_Records to use_
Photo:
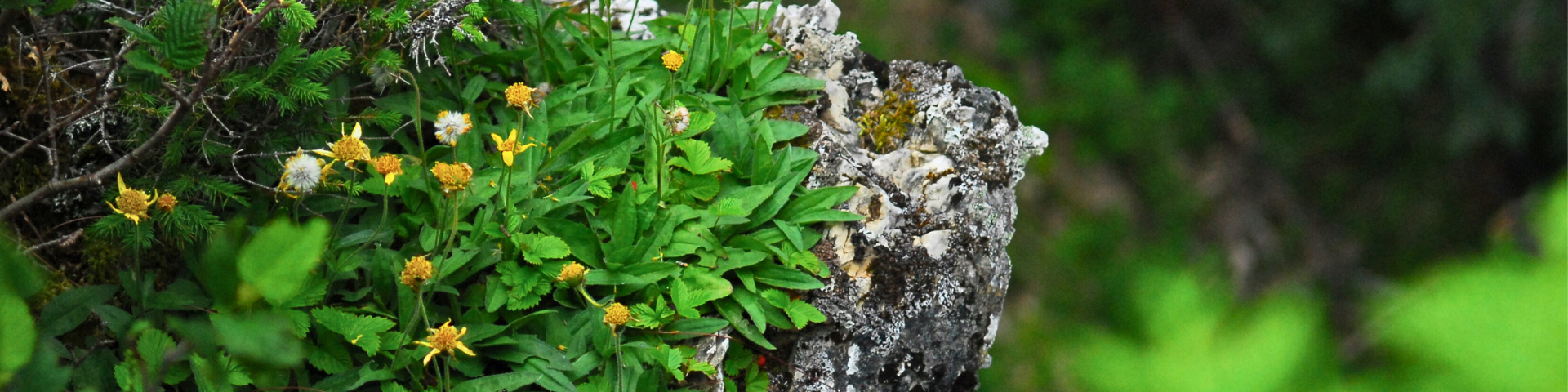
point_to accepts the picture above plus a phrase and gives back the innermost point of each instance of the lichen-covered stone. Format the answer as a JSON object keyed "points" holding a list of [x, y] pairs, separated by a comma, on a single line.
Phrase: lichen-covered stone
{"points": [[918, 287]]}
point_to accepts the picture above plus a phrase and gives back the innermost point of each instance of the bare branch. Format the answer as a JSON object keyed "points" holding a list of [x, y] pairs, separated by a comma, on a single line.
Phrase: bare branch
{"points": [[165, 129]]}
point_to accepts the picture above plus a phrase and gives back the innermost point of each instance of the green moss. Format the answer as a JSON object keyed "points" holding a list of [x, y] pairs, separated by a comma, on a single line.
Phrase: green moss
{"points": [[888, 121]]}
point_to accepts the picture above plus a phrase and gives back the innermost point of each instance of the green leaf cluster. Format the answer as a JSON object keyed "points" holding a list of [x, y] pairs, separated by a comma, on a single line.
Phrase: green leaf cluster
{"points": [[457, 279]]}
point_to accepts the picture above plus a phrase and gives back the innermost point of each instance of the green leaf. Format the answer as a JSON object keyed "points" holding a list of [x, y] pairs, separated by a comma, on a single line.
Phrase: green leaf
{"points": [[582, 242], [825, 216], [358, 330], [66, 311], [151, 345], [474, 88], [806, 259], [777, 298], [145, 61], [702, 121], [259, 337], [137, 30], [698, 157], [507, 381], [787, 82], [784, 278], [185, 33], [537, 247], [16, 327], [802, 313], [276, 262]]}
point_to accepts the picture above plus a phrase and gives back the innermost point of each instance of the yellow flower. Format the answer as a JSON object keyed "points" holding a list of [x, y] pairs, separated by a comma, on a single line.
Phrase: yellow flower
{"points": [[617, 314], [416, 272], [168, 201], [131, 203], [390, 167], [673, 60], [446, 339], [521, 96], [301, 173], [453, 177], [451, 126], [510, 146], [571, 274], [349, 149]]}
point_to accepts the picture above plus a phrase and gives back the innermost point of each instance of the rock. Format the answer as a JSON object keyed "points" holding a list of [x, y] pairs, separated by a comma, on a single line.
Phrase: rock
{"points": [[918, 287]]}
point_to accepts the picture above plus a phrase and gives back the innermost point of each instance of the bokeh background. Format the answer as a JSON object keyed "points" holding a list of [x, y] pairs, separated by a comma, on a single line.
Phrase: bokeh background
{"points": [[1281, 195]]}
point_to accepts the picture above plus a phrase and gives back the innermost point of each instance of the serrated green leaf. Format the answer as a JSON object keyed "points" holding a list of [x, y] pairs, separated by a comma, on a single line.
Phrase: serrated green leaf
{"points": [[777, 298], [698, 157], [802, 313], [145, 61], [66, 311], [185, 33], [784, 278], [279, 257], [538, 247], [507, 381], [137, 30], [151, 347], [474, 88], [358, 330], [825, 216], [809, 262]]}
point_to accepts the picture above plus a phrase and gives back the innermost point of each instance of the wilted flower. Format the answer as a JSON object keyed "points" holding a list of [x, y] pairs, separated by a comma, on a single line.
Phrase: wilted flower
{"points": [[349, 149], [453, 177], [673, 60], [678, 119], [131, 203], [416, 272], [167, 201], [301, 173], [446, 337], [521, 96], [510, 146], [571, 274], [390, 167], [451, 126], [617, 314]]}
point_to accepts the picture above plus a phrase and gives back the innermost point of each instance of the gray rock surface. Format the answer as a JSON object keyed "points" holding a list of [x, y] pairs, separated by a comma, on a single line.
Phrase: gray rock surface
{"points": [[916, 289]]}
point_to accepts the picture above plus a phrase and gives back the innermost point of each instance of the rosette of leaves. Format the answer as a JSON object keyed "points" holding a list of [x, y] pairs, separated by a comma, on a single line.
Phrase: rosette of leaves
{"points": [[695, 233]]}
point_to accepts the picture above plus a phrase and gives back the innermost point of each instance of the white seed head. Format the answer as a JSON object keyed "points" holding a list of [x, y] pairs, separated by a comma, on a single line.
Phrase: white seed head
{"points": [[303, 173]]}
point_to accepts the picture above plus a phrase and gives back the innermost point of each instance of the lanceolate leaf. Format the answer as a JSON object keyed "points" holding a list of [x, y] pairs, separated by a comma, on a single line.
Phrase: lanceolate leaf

_Instructions for the task_
Pictures must be left out when the records are transcribed exactly.

_Result_
Photo:
point_to accepts the picture above plus a phrase and gives back the innermost point of each instance of the lichen-covered stone. Format the answer as a JSON object keyed "points" holding a list of [x, y] pairs, separated by a comma, on a single line.
Phrase: lichen-covered stone
{"points": [[918, 287]]}
point_to accepts the picture above plus a phrase and gives back the innermost point of each instance of the bare branch. Format the answer as a JSON object keyed "points" holding a list of [x, y] pairs, separated by a comma, on a single line.
Phrase: bare branch
{"points": [[165, 129]]}
point_to accepts the picture above plus a phrase and gives back the innermost point of each instance of the green moss. Format the answer as a JSON object keyed "points" holding a list of [x, y] pairs, separated by a comma, on a single line.
Phrase: green moss
{"points": [[888, 121]]}
point_to accepts the picture above plus a phrase and gives back the innermost point of each instance of the green leaf cluster. Format the answer as a JSON object keyed "points" holding a list of [x, y] pairs, separated by a comma, on a single line.
Phrase: green leaf cluster
{"points": [[457, 279]]}
point_to accepts the picture above plus a phrase and gives back the innermost point of each instance of the green leaf. Format the answer as a JSON object keyed "points" holding a list of [x, y] pairs, separated by a comma, on a single line.
Phrase: green leaf
{"points": [[582, 242], [825, 216], [358, 330], [66, 311], [151, 345], [474, 88], [806, 259], [777, 298], [145, 61], [702, 121], [259, 337], [137, 30], [698, 157], [507, 381], [787, 82], [784, 278], [185, 33], [537, 247], [16, 327], [802, 313], [276, 262]]}
point_to accepts the picture above plus a phrase and gives back the innermost point of each instance of the yellow flower. Format the answer as a JSON object keyed "points" holding a list of [x, y] pairs, separated by a comma, on a single line.
Phrase: yellow flower
{"points": [[617, 314], [416, 272], [168, 201], [131, 203], [390, 167], [673, 60], [446, 339], [521, 96], [301, 173], [453, 177], [451, 126], [510, 146], [571, 274], [349, 149]]}
point_to accepts the picture above plus a phrase and gives back the innermost point of each instance of the rock. Format the answer as a JSON object keyed "points" holding a list of [x, y] pairs, separated by a comma, on a single line.
Phrase: rock
{"points": [[918, 287]]}
point_to accepts the picture above plus a phrase and gives back the innermost point of each instance of the bokeh background. Format the answer as a JSON object keyed "points" holding a list of [x, y] pairs, separated by a comma, on a single line.
Phrase: bokeh background
{"points": [[1281, 195]]}
point_to accepts the picture above plus a phrase and gives back the innermost point of each instance of the serrated green leaf. Format the answer as a JSON object keyed "points" holding a list of [x, y] pairs, separated by a comma, on a single line.
Phrase: serrated green leaf
{"points": [[777, 298], [698, 157], [802, 313], [145, 61], [66, 311], [185, 33], [784, 278], [279, 257], [538, 247], [507, 381], [137, 30], [151, 347], [474, 88], [358, 330], [825, 216], [809, 262]]}
point_to accepts the picture above plus a phrase and gives back the innermost point of each instance of the wilted flower. Format the answer as a JSON object keyed "points" holding a list of [x, y] pairs, separated by a comma, on a single line.
Phrase: wilted flower
{"points": [[349, 149], [453, 177], [673, 60], [678, 119], [131, 203], [416, 272], [167, 201], [301, 173], [446, 337], [521, 96], [510, 146], [571, 274], [390, 167], [451, 126], [617, 314]]}
point_to accepts the picture above plus a phrase and gives back the innermost point of each instance of the gray rock surface. Format the answer as a JSON object keyed "points" holding a list of [x, y] pairs, separated by a comma, on a single line.
Phrase: gray rock surface
{"points": [[916, 289]]}
point_to accepts the picture above plus a phrase and gives back the innermost point of each instance of the rosette of leaves. Format the answer as a JSON object keyed "points" holding a list of [x, y] pairs, separated by a comma, on a single line.
Phrase: rosette of leaves
{"points": [[695, 233]]}
point_to accepts the picture above plus a phrase and gives back the innermost point of each instance of the white seed head. Format the answer as a JSON object keyed "points" holding a list of [x, y] pairs, separated by a comma, on a single line.
Phrase: white seed head
{"points": [[303, 173]]}
point_to accepts the picture above plus a phrase and gives back the innermost point of each instance of the lanceolate leaf. Format the answer as a JSON object keyed "points" holding a list of [x, y] pairs, separated by a comma, on a single line.
Phrase: lanceolate leaf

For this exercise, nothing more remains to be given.